== Passage to read ==
/---
Using the same approach, I have used separate build tiers for the following components:

  • jupyter base: minimal Jupyter notebook install;
  • jupyter custom: add some customisation onto a pre-existing Jupyter notebook install;
  • openrefine: add the OpenRefine application; (note, we could just use BASE=ubuntu to create this a simple, standalone OpenRefine container);
  • postgres: create a seeded PostgreSQL database; note, this could be split into two: a base postgres tier and then a customisation that adds users, creates and seed databases etc;
  • mongodb: add in a seeded mongo database; again, the seeding could be added as an extra tier on a minimal database tier;
  • topup: a tier to add in anything I’ve missed without having to go back to rebuild from an earlier step…

The intention behind splitting out these tiers is that we might want to have a battle hardened OU postgres tier, for example, that could be shared between different courses. Alternatively, we might want to have tiers offering customisations for specific presentations of a course, whilst reusing several other fixed tiers intended to last out the life of the course.
\---
== Given instruction ==
In the text on build tiers, copy out the part that opens with the words "The intention behind" and closes with "of the course.", substituting "thoroughly tested" for "battle hardened".

== Records ==
/---
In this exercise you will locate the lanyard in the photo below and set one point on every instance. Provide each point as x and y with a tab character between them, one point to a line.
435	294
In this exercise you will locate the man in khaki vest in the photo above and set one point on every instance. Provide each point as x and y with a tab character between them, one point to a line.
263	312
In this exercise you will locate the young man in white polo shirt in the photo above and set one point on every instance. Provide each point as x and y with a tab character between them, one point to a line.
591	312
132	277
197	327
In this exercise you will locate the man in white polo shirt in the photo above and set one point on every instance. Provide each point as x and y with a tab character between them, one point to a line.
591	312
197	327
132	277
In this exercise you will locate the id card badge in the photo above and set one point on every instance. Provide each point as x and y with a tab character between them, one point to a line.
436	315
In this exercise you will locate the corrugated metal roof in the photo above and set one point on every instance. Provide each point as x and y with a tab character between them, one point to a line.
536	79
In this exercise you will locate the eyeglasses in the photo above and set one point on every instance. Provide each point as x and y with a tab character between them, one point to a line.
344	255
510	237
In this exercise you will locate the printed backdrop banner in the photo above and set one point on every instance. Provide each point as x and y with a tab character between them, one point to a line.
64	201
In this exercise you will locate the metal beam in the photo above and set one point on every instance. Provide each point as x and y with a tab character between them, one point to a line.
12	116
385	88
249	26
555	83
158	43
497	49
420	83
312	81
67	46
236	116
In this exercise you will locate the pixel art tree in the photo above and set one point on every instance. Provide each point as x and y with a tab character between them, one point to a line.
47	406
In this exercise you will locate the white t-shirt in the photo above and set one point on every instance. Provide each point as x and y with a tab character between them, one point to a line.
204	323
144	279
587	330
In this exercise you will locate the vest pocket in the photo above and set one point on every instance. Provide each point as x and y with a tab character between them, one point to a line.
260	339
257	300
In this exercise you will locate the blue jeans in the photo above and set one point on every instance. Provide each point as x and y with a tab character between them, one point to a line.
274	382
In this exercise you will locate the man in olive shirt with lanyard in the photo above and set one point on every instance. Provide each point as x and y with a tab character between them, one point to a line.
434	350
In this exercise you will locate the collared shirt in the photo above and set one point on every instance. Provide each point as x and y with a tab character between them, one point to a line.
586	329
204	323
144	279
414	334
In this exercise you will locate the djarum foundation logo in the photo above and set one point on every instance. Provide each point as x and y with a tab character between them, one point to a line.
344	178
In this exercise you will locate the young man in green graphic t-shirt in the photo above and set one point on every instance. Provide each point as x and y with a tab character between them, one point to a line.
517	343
\---
== Written reply ==
The intention behind splitting out these tiers is that we might want to have a thoroughly tested OU postgres tier, for example, that could be shared between different courses. Alternatively, we might want to have tiers offering customisations for specific presentations of a course, whilst reusing several other fixed tiers intended to last out the life of the course.